**TASK PROMPT**:
Can you retype, word for word, the part of the isolated methods draft below, starting at "Extensions at the" and ending at "BoundMethodHandles, and invokers)."?

**TEXT**:
···

JEP draft: Isolated Methods

Author	Michael Haupt
Owner	Maurizio Cimadamore
Type	Feature
Scope	JDK
Status	Draft
Component	core-libs / java.lang.invoke
Discussion	mlvm dash dev at openjdk dot java dot net
Effort	L
Duration	XL
Reviewed by	Alex Buckley, Brian Goetz, Jim Laskey, Paul Sandoz, Vladimir Ivanov
Created	2016/06/06 14:00
Updated	2018/04/16 21:06
Issue	8158765

Summary

Extend the MethodHandles.Lookup class of the java.lang.invoke package to support loading method bytecodes without an attached class, and to represent such methods as method handles.

Goals

In the MethodHandles.Lookup class of the java.lang.invoke package, provide a new method loadCode to load a bytecode array plus constants as an isolated method and return a MethodHandle representing that method.
At the level of the JVM, provide an optimised means to store isolated methods.

Non-Goals

A new compilation strategy for lambdas is not in the scope of this JEP.
Extensions at the Java language level are explicitly out of scope.
Extensions to the Java Virtual Machine instruction set (bytecodes) are likewise out of scope.

Success Metrics

Improved performance of method handle infrastructure where it makes use of bytecode generation (also at startup).
Reduced memory footprint of method handle infrastructure (specifically, LambdaForms, BoundMethodHandles, and invokers).
Observable similar effects on dynamic language implementations once they adopt the new API.

Motivation

Both in the JDK core libraries and in language implementations running atop the JVM, it is a common pattern to generate stateless classes with a single static method. These classes are used to represent what is logically a method without a class, or an "isolated method". Generating them is cumbersome as it requires the generation of a full class, and imposes a certain load on the VM in terms of class loading and maintenance.

To enable a more lightweight solution for this scenario, there should be a way of expressing and loading an isolated method directly, and to get hold of it in a form that can be used to invoke it, and to make sure no access violations are carried out using it.

Method handles are usable abstractions for representing code that can be called. Moreover, a means for controlling lookup and access contexts already exists in the form of the MethodHandles.Lookup class. What is missing is a means to load a method in isolation. By adding a single API entry point to the MethodHandles.Lookup class that accepts the representation of an isolated method, such a method can be loaded with the lookup context implied by the Lookup instance at hand.

···

**DATASET ROWS**:
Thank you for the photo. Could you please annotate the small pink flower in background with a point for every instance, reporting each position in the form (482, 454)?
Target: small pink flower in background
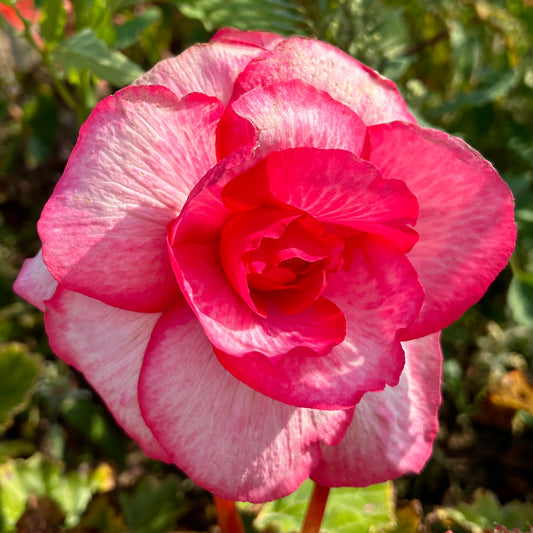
(250, 256)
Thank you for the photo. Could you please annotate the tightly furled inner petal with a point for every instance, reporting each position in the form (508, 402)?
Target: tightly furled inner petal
(280, 255)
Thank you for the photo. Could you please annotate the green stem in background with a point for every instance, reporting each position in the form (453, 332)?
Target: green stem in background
(315, 511)
(229, 519)
(61, 88)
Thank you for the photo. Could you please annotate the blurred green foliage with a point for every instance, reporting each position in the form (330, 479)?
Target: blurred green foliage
(465, 66)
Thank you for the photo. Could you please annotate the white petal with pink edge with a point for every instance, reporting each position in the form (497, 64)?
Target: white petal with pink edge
(107, 345)
(230, 439)
(138, 156)
(374, 98)
(289, 114)
(465, 225)
(392, 431)
(34, 283)
(210, 69)
(263, 39)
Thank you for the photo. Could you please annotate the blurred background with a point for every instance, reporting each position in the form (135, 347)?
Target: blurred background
(465, 66)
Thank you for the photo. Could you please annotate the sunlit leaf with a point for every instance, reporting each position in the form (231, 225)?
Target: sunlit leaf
(53, 20)
(348, 510)
(128, 33)
(486, 512)
(148, 495)
(21, 478)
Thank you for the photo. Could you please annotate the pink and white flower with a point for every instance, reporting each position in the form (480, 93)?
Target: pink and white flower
(250, 256)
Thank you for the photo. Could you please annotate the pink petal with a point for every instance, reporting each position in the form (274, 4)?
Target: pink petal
(379, 294)
(107, 345)
(374, 98)
(228, 438)
(392, 431)
(209, 69)
(230, 324)
(262, 39)
(289, 114)
(334, 186)
(34, 283)
(466, 225)
(233, 327)
(138, 156)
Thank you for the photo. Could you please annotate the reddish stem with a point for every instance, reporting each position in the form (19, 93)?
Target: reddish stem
(229, 519)
(316, 509)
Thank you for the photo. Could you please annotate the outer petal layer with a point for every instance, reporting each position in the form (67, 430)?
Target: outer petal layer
(288, 115)
(379, 294)
(465, 224)
(230, 439)
(107, 345)
(262, 39)
(392, 431)
(374, 98)
(103, 230)
(34, 283)
(210, 69)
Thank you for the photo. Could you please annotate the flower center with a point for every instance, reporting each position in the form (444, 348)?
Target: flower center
(279, 255)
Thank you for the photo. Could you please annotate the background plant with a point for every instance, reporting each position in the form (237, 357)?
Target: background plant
(463, 66)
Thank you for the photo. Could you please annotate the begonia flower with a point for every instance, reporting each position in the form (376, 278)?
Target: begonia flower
(250, 256)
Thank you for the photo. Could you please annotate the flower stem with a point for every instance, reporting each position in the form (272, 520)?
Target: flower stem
(316, 509)
(229, 519)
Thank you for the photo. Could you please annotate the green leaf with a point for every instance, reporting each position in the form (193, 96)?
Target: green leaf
(86, 50)
(94, 423)
(53, 20)
(22, 370)
(21, 478)
(15, 448)
(148, 495)
(273, 15)
(485, 512)
(348, 510)
(128, 33)
(520, 300)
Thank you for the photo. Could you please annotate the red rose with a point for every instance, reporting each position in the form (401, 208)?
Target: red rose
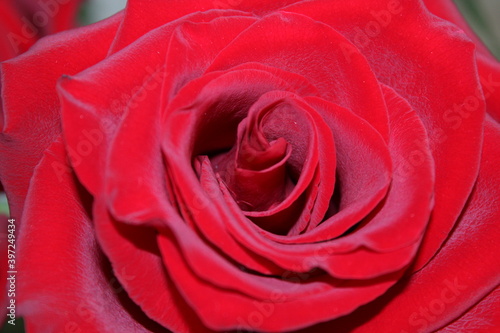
(22, 22)
(316, 165)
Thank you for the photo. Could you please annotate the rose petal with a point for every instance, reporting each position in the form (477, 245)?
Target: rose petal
(453, 115)
(58, 240)
(300, 45)
(30, 103)
(455, 280)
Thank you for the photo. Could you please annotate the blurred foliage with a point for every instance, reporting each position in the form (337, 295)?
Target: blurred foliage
(484, 17)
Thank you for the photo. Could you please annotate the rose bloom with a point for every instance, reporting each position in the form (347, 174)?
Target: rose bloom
(200, 166)
(23, 22)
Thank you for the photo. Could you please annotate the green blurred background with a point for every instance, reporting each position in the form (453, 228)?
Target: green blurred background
(483, 16)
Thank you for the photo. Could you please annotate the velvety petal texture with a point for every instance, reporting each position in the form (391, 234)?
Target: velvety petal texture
(228, 166)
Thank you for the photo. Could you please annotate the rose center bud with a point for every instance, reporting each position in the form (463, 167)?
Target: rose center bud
(256, 170)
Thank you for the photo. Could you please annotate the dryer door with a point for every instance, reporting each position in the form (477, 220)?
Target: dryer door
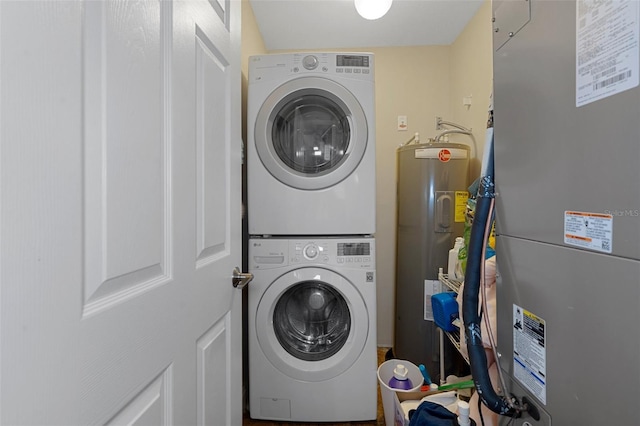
(311, 133)
(312, 324)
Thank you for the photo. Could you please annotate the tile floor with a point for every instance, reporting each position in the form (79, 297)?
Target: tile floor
(378, 422)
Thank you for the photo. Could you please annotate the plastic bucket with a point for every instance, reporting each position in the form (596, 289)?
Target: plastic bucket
(385, 373)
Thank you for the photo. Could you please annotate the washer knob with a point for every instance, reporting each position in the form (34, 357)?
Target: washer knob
(310, 62)
(311, 251)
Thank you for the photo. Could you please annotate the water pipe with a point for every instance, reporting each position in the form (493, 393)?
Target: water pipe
(458, 129)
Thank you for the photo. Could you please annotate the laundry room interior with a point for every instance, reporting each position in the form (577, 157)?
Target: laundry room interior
(304, 212)
(415, 86)
(440, 96)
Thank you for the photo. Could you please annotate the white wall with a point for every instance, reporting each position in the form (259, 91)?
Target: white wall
(421, 83)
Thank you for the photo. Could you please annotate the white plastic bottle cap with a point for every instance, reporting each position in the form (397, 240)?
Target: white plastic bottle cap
(463, 408)
(400, 372)
(463, 413)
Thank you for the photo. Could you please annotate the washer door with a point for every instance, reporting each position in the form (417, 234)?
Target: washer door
(311, 133)
(312, 324)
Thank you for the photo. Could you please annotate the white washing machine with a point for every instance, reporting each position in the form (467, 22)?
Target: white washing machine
(311, 144)
(312, 329)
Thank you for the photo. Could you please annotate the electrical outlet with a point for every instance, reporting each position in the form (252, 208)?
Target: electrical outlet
(402, 123)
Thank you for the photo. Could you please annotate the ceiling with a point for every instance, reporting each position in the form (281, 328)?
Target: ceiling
(324, 24)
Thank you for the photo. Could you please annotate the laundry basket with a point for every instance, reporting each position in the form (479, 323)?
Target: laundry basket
(385, 373)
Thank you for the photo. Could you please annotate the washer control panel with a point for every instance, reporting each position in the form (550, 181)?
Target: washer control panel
(267, 253)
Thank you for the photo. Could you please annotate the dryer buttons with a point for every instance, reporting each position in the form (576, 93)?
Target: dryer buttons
(310, 62)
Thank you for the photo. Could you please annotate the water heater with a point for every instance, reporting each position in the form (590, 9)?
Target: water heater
(433, 179)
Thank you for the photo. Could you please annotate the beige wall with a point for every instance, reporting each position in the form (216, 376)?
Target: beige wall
(252, 44)
(472, 74)
(421, 83)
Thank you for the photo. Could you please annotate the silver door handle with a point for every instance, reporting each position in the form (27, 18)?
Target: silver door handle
(240, 279)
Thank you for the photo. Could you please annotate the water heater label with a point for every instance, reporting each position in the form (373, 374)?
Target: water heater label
(442, 154)
(530, 352)
(607, 48)
(431, 287)
(461, 206)
(592, 231)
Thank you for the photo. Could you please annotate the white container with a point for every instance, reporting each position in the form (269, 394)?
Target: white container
(453, 258)
(385, 373)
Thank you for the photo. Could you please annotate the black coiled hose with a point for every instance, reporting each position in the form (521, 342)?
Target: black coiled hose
(470, 295)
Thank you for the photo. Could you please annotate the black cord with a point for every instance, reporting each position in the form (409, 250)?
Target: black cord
(480, 411)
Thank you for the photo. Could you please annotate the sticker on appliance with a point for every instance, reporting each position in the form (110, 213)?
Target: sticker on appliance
(442, 154)
(607, 48)
(529, 352)
(593, 231)
(461, 206)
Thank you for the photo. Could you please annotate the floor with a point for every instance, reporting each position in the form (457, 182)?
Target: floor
(382, 352)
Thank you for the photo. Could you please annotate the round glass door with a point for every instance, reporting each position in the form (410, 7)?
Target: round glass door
(312, 321)
(312, 324)
(311, 133)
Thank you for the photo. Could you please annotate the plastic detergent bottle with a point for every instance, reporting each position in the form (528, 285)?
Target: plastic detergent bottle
(453, 257)
(400, 379)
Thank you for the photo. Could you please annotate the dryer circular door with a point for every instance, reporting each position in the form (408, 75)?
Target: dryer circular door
(311, 133)
(312, 324)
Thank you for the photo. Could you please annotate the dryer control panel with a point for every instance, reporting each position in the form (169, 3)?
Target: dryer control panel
(347, 65)
(267, 253)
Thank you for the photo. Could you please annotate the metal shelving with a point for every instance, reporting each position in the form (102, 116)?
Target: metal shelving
(454, 337)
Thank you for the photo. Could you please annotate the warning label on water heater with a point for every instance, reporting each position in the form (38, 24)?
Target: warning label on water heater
(529, 352)
(588, 230)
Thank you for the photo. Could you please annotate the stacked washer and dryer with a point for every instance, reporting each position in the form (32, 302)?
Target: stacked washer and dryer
(311, 210)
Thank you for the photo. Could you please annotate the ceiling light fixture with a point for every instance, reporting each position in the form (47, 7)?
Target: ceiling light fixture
(372, 9)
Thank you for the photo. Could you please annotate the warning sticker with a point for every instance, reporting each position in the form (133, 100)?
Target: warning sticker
(607, 48)
(592, 231)
(529, 352)
(461, 205)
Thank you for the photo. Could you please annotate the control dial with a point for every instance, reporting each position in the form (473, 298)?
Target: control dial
(310, 62)
(311, 251)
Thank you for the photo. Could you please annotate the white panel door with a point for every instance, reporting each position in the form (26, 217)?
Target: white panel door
(120, 158)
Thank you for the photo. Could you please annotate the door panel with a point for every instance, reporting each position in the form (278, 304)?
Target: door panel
(120, 161)
(126, 189)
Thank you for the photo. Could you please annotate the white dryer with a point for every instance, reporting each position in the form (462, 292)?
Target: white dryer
(312, 329)
(311, 144)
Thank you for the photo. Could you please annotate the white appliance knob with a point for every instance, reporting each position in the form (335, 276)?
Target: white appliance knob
(310, 62)
(311, 251)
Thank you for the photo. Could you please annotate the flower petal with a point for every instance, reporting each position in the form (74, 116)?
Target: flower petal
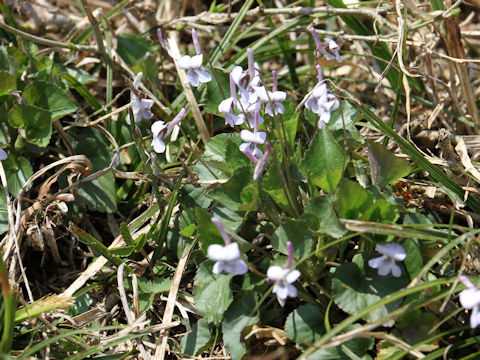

···

**FINAL RESULT**:
Extensions at the Java language level are explicitly out of scope.
Extensions to the Java Virtual Machine instruction set (bytecodes) are likewise out of scope.

Success Metrics

Improved performance of method handle infrastructure where it makes use of bytecode generation (also at startup).
Reduced memory footprint of method handle infrastructure (specifically, LambdaForms, BoundMethodHandles, and invokers).